WHAT TO DO: Pick out and copy each line of the listing below that contains the string "building". Only count a match when its uppercase and lowercase letters are the same.

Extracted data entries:
------------------------

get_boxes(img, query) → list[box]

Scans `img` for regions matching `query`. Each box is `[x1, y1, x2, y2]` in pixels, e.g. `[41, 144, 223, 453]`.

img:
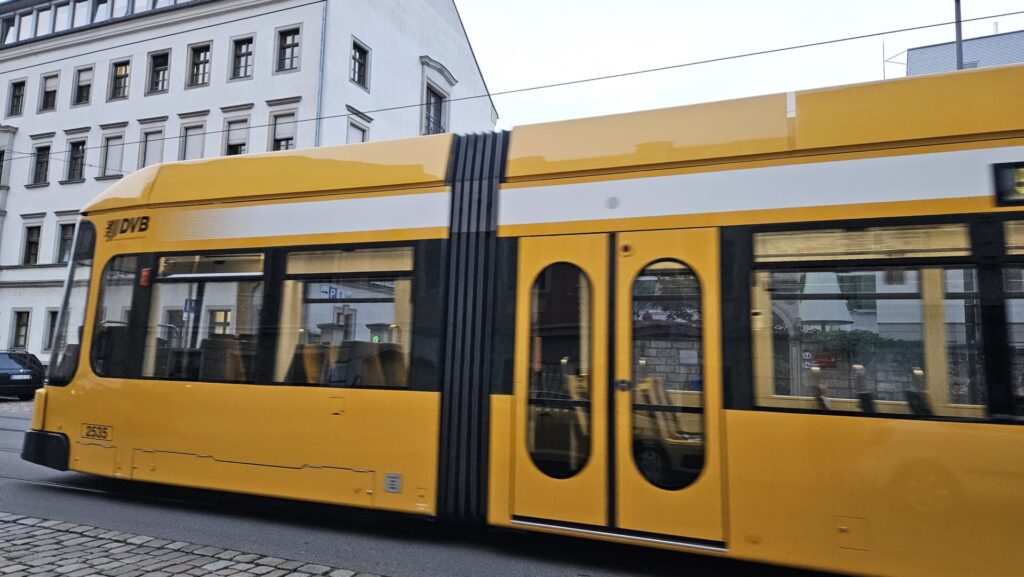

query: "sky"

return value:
[451, 0, 1024, 129]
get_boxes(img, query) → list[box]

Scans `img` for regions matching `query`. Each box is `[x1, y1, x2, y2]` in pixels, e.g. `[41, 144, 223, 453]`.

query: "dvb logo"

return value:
[105, 216, 150, 241]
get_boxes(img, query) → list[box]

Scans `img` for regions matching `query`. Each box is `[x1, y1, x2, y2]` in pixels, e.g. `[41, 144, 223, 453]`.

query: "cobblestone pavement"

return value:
[0, 397, 32, 415]
[0, 512, 380, 577]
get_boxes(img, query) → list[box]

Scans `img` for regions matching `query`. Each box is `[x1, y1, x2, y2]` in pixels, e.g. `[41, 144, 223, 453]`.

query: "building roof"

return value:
[0, 0, 218, 50]
[906, 30, 1024, 76]
[85, 66, 1024, 212]
[82, 133, 454, 213]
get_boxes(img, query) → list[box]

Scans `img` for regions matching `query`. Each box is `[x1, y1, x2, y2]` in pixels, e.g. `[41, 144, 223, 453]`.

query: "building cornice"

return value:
[420, 54, 459, 86]
[0, 0, 280, 63]
[266, 96, 302, 109]
[220, 102, 255, 114]
[345, 105, 374, 124]
[178, 109, 210, 120]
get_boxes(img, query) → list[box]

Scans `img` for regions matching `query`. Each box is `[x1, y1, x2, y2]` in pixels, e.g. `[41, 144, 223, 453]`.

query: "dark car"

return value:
[0, 352, 46, 401]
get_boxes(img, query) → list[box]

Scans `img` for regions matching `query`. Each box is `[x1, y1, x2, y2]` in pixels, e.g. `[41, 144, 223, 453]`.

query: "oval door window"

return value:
[526, 262, 591, 479]
[633, 260, 705, 490]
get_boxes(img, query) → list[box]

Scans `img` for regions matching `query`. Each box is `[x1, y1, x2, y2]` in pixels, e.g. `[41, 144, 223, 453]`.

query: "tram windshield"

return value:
[49, 220, 96, 386]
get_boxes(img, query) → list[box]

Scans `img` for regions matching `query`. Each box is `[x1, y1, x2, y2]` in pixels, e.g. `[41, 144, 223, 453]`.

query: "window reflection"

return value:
[633, 260, 705, 490]
[526, 262, 591, 479]
[274, 247, 413, 387]
[754, 267, 986, 417]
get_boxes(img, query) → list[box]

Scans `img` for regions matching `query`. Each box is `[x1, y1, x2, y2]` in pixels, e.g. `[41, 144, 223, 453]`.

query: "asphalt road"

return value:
[0, 398, 811, 577]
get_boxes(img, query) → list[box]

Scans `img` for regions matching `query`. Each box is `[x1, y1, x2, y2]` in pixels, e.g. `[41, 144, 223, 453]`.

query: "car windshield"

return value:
[0, 353, 30, 371]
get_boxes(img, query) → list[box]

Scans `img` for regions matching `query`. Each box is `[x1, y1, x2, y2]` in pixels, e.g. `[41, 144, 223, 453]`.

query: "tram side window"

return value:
[752, 225, 987, 418]
[91, 255, 138, 377]
[274, 247, 414, 388]
[142, 253, 263, 383]
[1002, 220, 1024, 415]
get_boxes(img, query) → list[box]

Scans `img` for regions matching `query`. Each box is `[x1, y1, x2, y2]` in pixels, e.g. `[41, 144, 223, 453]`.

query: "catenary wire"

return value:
[2, 8, 1024, 174]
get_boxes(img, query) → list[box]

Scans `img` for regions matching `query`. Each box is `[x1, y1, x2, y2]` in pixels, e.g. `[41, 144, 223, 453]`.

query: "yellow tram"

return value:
[24, 67, 1024, 576]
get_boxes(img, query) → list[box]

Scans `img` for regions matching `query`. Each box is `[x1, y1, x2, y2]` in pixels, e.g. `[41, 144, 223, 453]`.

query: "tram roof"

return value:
[84, 66, 1024, 212]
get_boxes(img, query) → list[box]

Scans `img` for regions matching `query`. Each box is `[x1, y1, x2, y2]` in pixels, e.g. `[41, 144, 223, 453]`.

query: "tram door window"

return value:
[274, 247, 414, 387]
[526, 262, 591, 479]
[91, 256, 138, 377]
[1002, 220, 1024, 415]
[49, 220, 96, 386]
[633, 260, 705, 490]
[1002, 265, 1024, 415]
[752, 225, 987, 418]
[142, 254, 263, 383]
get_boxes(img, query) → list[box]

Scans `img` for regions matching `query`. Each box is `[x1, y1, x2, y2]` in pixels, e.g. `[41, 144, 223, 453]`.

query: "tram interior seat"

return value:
[92, 323, 131, 375]
[288, 340, 409, 387]
[634, 377, 699, 441]
[903, 390, 933, 417]
[198, 334, 256, 382]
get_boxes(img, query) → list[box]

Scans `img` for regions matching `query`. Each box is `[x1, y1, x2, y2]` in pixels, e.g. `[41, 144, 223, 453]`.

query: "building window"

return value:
[278, 28, 299, 72]
[17, 12, 32, 40]
[53, 3, 71, 32]
[68, 140, 85, 180]
[111, 0, 128, 18]
[72, 68, 92, 105]
[110, 60, 131, 100]
[43, 311, 58, 351]
[423, 86, 444, 134]
[92, 0, 111, 23]
[188, 44, 210, 86]
[57, 223, 75, 264]
[36, 8, 51, 36]
[0, 16, 16, 44]
[39, 74, 59, 112]
[231, 38, 253, 79]
[22, 224, 43, 264]
[7, 80, 25, 116]
[31, 145, 50, 184]
[270, 114, 296, 151]
[208, 308, 231, 336]
[10, 311, 29, 348]
[348, 122, 367, 143]
[139, 130, 164, 168]
[148, 52, 171, 94]
[178, 124, 204, 160]
[224, 120, 249, 156]
[71, 0, 89, 28]
[349, 41, 370, 88]
[102, 135, 125, 176]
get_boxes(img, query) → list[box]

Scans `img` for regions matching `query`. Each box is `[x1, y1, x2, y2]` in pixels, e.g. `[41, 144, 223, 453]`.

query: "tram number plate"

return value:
[82, 424, 114, 441]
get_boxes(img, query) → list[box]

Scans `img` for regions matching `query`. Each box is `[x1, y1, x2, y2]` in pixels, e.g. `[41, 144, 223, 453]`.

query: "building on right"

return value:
[906, 30, 1024, 76]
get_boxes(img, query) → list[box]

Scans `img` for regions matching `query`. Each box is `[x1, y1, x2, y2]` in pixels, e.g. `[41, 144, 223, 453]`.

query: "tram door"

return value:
[513, 229, 724, 542]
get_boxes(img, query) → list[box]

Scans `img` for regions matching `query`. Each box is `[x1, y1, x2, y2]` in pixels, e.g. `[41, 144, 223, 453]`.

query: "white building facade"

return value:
[0, 0, 497, 363]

------------------------

WRITTEN ANSWER:
query: "building roof"
query: "building cornice"
query: "building window"
query: "building on right"
query: "white building facade"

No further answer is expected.